> _Aim_:
Find every line in the listing below that contains the string "stem", matching case, and copy each of those lines.

> _Data supplied_:
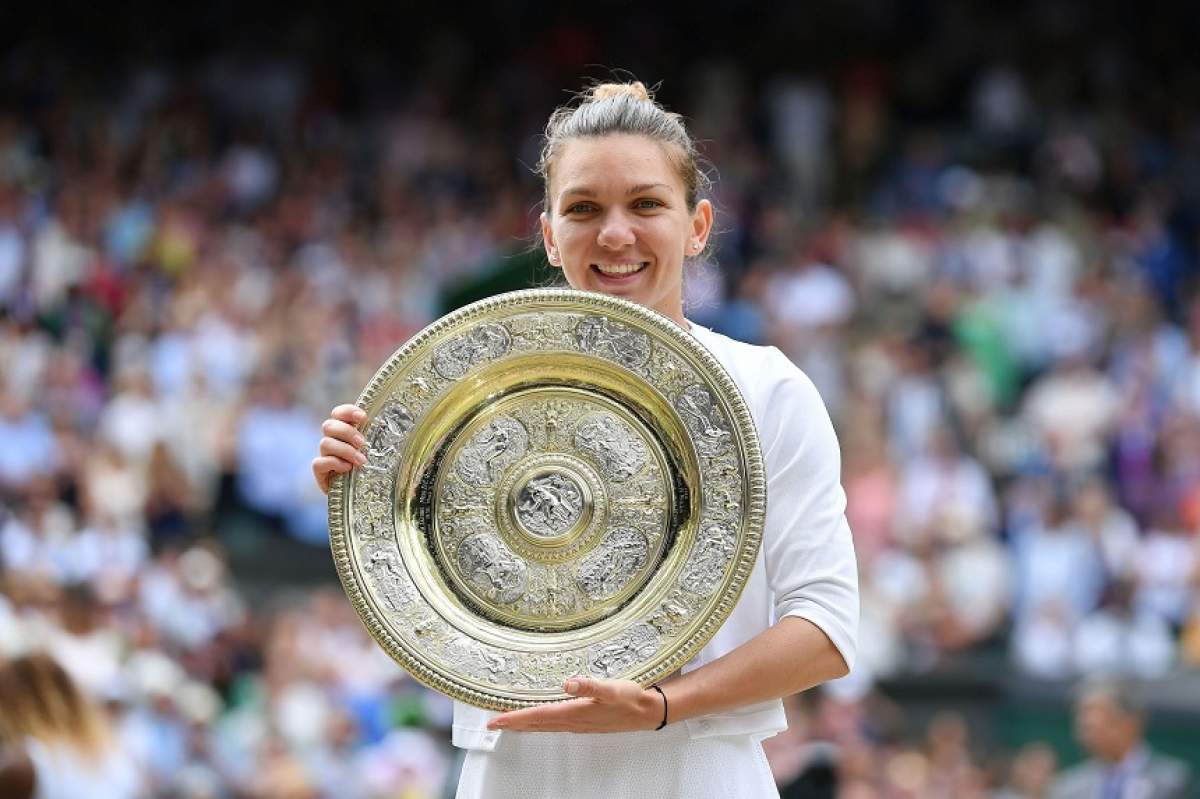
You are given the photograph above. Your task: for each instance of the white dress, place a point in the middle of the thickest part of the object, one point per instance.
(805, 569)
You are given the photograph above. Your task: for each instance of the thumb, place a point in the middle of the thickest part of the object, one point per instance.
(581, 686)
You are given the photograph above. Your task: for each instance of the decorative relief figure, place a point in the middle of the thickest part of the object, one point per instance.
(481, 661)
(711, 554)
(612, 565)
(549, 505)
(373, 496)
(390, 581)
(617, 449)
(456, 356)
(550, 593)
(387, 437)
(491, 450)
(492, 569)
(636, 644)
(601, 336)
(703, 419)
(671, 617)
(550, 668)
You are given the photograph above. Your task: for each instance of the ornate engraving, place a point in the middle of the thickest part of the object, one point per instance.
(375, 503)
(711, 553)
(549, 505)
(634, 646)
(613, 564)
(671, 617)
(491, 450)
(551, 594)
(389, 577)
(456, 356)
(703, 419)
(601, 336)
(531, 464)
(551, 668)
(618, 450)
(491, 569)
(485, 662)
(387, 437)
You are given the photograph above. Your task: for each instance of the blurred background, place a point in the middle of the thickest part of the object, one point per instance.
(975, 226)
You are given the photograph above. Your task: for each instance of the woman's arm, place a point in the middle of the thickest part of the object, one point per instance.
(790, 656)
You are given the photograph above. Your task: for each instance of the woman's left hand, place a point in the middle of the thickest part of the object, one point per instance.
(599, 707)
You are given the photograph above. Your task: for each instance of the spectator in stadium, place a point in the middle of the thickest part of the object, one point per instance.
(64, 732)
(1110, 725)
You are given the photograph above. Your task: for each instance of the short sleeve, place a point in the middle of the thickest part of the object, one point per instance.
(808, 551)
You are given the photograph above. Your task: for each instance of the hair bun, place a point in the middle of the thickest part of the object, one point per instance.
(605, 90)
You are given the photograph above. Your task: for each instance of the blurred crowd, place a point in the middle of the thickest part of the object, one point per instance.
(196, 264)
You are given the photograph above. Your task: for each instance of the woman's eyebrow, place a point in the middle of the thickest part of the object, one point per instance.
(645, 187)
(583, 191)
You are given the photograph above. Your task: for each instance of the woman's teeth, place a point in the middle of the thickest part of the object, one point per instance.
(619, 269)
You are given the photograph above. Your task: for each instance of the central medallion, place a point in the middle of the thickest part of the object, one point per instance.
(550, 505)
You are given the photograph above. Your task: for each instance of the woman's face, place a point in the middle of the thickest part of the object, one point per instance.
(618, 221)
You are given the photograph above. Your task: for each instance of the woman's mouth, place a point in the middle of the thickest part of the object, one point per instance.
(622, 270)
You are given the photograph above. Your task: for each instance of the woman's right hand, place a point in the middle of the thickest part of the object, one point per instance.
(342, 446)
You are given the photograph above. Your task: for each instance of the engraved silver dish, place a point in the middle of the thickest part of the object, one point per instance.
(558, 482)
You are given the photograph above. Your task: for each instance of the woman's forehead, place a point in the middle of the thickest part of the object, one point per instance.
(609, 162)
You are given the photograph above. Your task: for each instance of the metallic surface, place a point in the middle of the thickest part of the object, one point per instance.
(558, 482)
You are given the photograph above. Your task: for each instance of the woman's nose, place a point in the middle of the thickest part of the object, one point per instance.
(616, 232)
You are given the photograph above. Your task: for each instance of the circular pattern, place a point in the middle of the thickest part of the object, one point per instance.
(550, 504)
(557, 484)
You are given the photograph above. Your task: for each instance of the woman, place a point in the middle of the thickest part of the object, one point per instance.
(622, 214)
(63, 732)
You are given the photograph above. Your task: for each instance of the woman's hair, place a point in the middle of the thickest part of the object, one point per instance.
(629, 108)
(39, 700)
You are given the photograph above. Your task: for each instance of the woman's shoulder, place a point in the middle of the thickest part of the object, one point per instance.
(762, 372)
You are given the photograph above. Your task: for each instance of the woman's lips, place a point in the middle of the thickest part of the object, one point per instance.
(618, 277)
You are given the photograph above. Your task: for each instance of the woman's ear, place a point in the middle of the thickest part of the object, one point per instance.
(701, 226)
(547, 240)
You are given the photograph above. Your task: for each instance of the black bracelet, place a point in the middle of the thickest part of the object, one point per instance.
(655, 686)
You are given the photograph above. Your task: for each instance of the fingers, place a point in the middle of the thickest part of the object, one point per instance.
(349, 414)
(342, 450)
(583, 686)
(343, 432)
(561, 716)
(325, 467)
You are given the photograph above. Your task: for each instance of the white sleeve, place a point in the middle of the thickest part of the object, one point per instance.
(807, 542)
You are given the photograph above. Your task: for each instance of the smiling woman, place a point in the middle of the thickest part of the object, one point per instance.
(618, 221)
(622, 214)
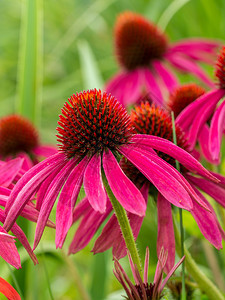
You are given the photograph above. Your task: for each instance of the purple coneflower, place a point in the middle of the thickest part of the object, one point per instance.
(19, 138)
(94, 131)
(142, 290)
(157, 122)
(142, 50)
(193, 119)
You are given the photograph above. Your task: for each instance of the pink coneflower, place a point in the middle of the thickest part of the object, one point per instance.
(142, 50)
(193, 119)
(142, 290)
(147, 118)
(94, 131)
(10, 172)
(18, 137)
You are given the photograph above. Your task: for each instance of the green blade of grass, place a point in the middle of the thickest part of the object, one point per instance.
(30, 61)
(91, 74)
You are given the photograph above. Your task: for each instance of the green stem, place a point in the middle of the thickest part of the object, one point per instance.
(183, 293)
(124, 226)
(204, 283)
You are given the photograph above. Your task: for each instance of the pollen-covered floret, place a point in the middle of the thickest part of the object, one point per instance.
(92, 122)
(138, 41)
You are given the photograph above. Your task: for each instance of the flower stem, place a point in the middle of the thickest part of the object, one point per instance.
(124, 226)
(204, 283)
(183, 293)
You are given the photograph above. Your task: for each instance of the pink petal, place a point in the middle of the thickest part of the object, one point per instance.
(165, 231)
(122, 187)
(166, 184)
(216, 191)
(93, 185)
(27, 185)
(67, 200)
(9, 170)
(45, 151)
(9, 252)
(17, 231)
(50, 198)
(216, 131)
(152, 87)
(8, 291)
(168, 78)
(207, 224)
(203, 139)
(185, 64)
(160, 144)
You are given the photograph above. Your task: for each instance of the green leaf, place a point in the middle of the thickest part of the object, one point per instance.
(30, 61)
(91, 74)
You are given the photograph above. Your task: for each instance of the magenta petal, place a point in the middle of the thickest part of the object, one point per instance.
(160, 144)
(165, 231)
(152, 87)
(45, 151)
(167, 185)
(216, 191)
(203, 140)
(207, 223)
(88, 227)
(168, 78)
(9, 170)
(185, 118)
(50, 197)
(9, 252)
(216, 131)
(27, 185)
(93, 184)
(185, 64)
(122, 187)
(67, 200)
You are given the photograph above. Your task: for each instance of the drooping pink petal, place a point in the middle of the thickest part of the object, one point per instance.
(122, 187)
(216, 191)
(168, 78)
(165, 231)
(50, 198)
(152, 87)
(90, 223)
(167, 185)
(9, 170)
(216, 131)
(160, 144)
(203, 139)
(207, 223)
(44, 151)
(28, 184)
(67, 201)
(8, 291)
(93, 185)
(185, 64)
(9, 252)
(27, 162)
(190, 45)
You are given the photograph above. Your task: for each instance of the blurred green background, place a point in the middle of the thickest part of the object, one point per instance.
(70, 48)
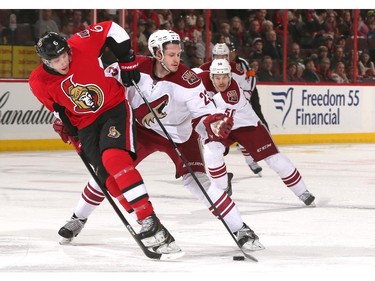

> _Output for this task_:
You are given the photograph above. Your task: for each instance of the green stem, place a point in the middle of the thickest part of the object, one point per instance.
You are given the photograph above. Your task: for each instance of the flower stem, place a point in the middle of the thickest part of the object, one point per instance.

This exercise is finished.